__Extrait source__
______________________________
UN DISCOURS PROGRAMME
Quelque temps auparavant, Jésus, charpentier à Nazareth, était parti pour écouter le prophète Jean et recevoir le baptême donné dans les eaux du Jourdain. Il avait vécu ce rite de toute son âme : "il priait" dit Luc. Or, à ce moment précis, il a fait une expérience singulière : l'Esprit de Dieu est descendu sur lui tandis qu'il entendait la voix de Dieu : "Tu es mon Fils bien-aimé : aujourd'hui je t'engendre". Bouleversé, Jésus s'est enfui dans le désert pour méditer cet appel : comment y répondre ? C'est alors que Jean a été arrêté et jeté en prison. Aussitôt Jésus a commencé sa mission itinérante, remontant vers la Galilée tout en prêchant et en accomplissant certaines guérisons. Et c'est ainsi qu'il revient un jour dans son village.
______________________________
__Tâche demandée A__
D'après l'extrait sur les débuts de la mission de Jésus, quel métier Jésus exerçait-il à Nazareth ?
__Tâche demandée B__
Prolongez l'extrait sur les débuts de la mission de Jésus à partir de sa dernière phrase.

Entrées enregistrées du jeu de données
______________________________
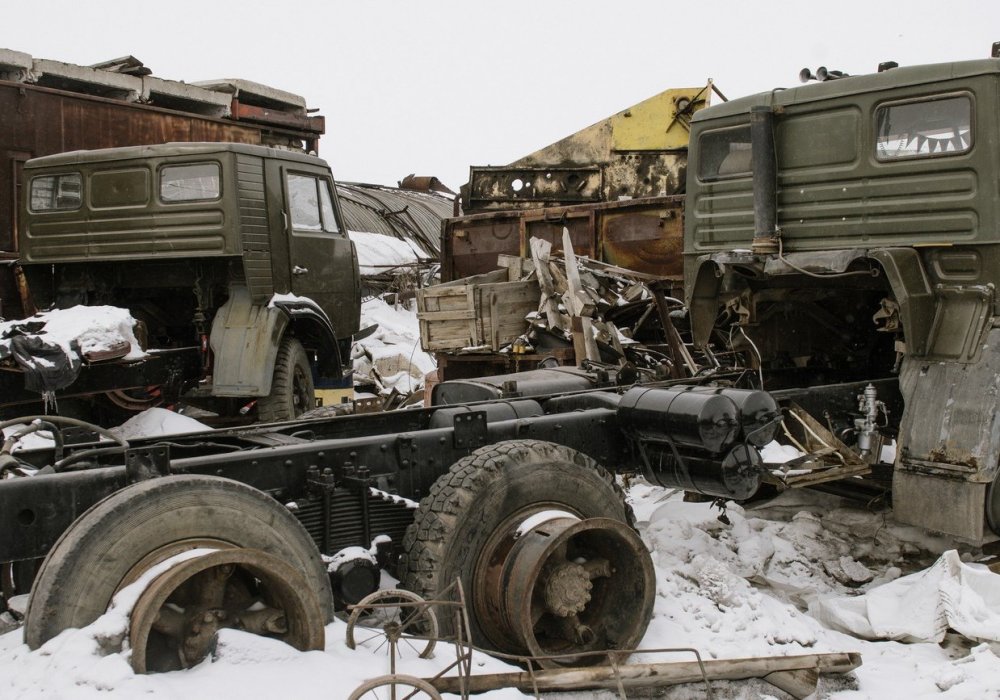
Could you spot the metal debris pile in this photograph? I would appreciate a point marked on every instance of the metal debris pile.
(588, 313)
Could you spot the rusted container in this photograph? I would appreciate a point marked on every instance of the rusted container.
(644, 235)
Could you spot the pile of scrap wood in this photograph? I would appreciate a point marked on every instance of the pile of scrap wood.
(572, 310)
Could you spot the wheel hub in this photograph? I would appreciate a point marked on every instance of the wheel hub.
(564, 587)
(175, 621)
(567, 589)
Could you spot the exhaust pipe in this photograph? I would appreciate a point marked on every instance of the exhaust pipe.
(765, 180)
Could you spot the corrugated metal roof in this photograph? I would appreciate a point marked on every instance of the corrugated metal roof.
(405, 214)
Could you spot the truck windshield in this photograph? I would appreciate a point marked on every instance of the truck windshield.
(56, 192)
(922, 129)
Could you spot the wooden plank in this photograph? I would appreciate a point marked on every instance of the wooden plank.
(540, 250)
(583, 330)
(446, 315)
(662, 674)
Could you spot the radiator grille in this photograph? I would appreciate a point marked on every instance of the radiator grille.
(346, 527)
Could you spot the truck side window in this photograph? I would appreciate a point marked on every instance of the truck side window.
(311, 204)
(936, 127)
(724, 153)
(56, 192)
(189, 183)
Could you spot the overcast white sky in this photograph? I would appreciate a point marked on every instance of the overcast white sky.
(434, 87)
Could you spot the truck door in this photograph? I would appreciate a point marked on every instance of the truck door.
(322, 264)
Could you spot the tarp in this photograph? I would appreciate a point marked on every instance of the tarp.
(922, 606)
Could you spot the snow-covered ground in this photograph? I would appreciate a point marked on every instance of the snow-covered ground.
(735, 590)
(783, 578)
(391, 356)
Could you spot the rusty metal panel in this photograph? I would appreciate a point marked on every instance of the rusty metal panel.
(470, 244)
(406, 214)
(645, 235)
(645, 239)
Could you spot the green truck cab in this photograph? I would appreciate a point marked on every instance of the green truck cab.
(236, 251)
(847, 232)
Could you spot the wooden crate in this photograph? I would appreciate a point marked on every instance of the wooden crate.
(484, 311)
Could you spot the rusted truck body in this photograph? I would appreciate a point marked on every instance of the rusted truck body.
(846, 231)
(518, 502)
(234, 254)
(50, 107)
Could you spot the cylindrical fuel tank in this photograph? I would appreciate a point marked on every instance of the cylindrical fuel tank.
(735, 475)
(684, 416)
(758, 411)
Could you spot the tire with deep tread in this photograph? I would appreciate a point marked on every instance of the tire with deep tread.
(93, 556)
(292, 389)
(465, 506)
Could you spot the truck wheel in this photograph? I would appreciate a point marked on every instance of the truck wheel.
(114, 542)
(579, 580)
(292, 389)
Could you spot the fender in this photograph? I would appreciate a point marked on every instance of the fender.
(245, 338)
(312, 325)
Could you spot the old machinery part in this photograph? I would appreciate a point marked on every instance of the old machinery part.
(395, 622)
(174, 622)
(292, 389)
(354, 578)
(685, 416)
(736, 475)
(144, 524)
(467, 528)
(759, 414)
(565, 586)
(993, 506)
(764, 165)
(394, 686)
(535, 382)
(495, 411)
(869, 437)
(136, 400)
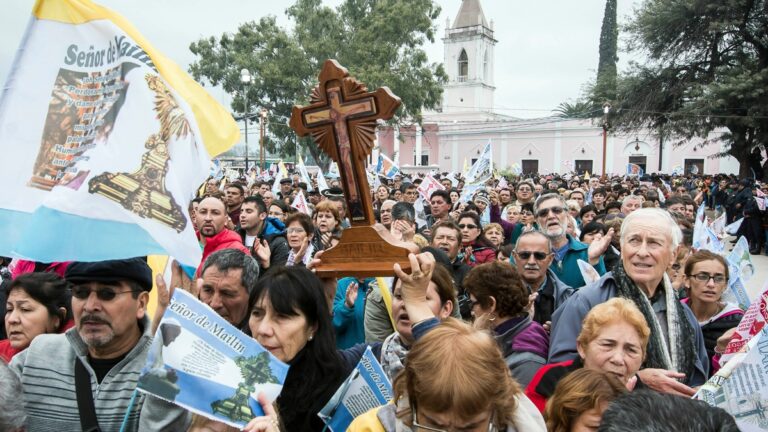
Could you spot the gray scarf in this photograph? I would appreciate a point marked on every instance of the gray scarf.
(679, 352)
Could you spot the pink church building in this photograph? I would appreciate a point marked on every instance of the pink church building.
(467, 121)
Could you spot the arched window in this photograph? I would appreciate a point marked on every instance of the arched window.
(463, 66)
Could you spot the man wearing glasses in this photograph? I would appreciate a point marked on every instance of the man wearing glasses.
(524, 193)
(533, 258)
(550, 213)
(86, 377)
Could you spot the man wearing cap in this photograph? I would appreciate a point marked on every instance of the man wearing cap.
(233, 198)
(286, 185)
(86, 377)
(212, 226)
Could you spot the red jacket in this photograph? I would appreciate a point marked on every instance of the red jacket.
(226, 239)
(544, 382)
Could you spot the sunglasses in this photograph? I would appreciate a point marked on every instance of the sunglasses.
(103, 294)
(526, 255)
(544, 212)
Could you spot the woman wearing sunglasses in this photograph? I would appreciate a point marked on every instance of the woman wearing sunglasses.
(476, 248)
(706, 277)
(37, 303)
(478, 394)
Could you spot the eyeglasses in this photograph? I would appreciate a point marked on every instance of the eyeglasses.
(103, 294)
(544, 212)
(526, 255)
(415, 426)
(705, 277)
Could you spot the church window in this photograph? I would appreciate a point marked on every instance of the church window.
(463, 66)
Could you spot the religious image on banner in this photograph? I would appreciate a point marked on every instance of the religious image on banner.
(634, 170)
(428, 186)
(104, 135)
(200, 362)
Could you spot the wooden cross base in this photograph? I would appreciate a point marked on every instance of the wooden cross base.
(365, 251)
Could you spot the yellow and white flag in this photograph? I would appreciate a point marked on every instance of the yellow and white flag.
(104, 141)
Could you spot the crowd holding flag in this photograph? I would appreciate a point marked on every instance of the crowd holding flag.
(386, 167)
(482, 169)
(96, 126)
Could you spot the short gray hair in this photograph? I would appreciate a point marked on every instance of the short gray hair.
(234, 259)
(12, 416)
(668, 224)
(548, 196)
(534, 232)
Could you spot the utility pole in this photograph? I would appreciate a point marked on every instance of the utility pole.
(262, 123)
(245, 78)
(606, 111)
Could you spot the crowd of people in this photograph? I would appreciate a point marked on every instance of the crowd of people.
(494, 328)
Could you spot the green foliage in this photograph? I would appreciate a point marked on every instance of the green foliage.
(605, 84)
(379, 41)
(707, 70)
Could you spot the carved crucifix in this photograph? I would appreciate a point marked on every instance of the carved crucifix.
(342, 119)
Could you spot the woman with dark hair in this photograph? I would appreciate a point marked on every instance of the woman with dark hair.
(36, 303)
(706, 277)
(499, 302)
(299, 232)
(476, 248)
(290, 318)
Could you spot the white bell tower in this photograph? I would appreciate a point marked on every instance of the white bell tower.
(469, 61)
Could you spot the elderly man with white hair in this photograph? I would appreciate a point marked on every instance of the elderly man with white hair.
(676, 358)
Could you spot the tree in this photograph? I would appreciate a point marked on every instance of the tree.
(707, 70)
(605, 84)
(378, 41)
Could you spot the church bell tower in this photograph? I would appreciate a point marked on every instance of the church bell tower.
(469, 61)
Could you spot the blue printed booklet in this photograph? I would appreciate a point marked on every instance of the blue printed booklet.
(366, 388)
(200, 362)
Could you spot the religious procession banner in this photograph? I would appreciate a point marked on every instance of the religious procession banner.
(104, 141)
(741, 386)
(366, 388)
(202, 363)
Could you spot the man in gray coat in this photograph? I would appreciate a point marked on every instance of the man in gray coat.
(676, 358)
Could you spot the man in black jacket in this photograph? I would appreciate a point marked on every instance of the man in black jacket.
(264, 235)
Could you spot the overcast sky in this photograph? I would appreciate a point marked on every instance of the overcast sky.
(546, 49)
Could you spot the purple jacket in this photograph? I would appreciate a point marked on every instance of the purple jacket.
(525, 345)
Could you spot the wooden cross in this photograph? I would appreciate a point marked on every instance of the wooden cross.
(342, 119)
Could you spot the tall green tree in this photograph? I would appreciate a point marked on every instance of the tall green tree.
(379, 41)
(605, 84)
(707, 70)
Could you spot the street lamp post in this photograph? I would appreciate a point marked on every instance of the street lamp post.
(606, 110)
(263, 118)
(245, 78)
______________________________
__Résultat de la tâche A__
Il était charpentier.

__Résultat de la tâche B__
Jésus vint à Nazareth où il avait grandi. Comme il en avait l'habitude, il entra dans la synagogue le jour du sabbat et il se leva pour faire la lecture. On lui présenta le livre du prophète Isaïe. Il ouvrit le livre et trouva le passage où il est écrit :
L'Esprit du Seigneur est sur moi parce que le Seigneur m'a consacré par l'onction. Il m'a envoyé porter la Bonne Nouvelle aux pauvres, annoncer aux prisonniers qu' ils sont libres, et aux aveugles qu'il verront la lumière, apporter aux opprimés la libération, annoncer une année de bienfaits accordée par le Seigneur."
Jésus a-t-il lu le passage prescrit par la liturgie de ce jour ou a-t-il délibérément choisi ce texte ? Toujours est-il qu'il s'y reconnaît, il se l'approprie et y voit décrit son programme d'action.
Il s'agit du début du chapitre 62 du rouleau attribué à Isaïe. Dans cette dernière partie (chap.56-66), due à un disciple appelé "le 3ème Isaïe", l'auteur fait parler un inconnu qui se présente et détaille sa mission. De qui s'agit-il ? Qui donc est ce " MOI " ?......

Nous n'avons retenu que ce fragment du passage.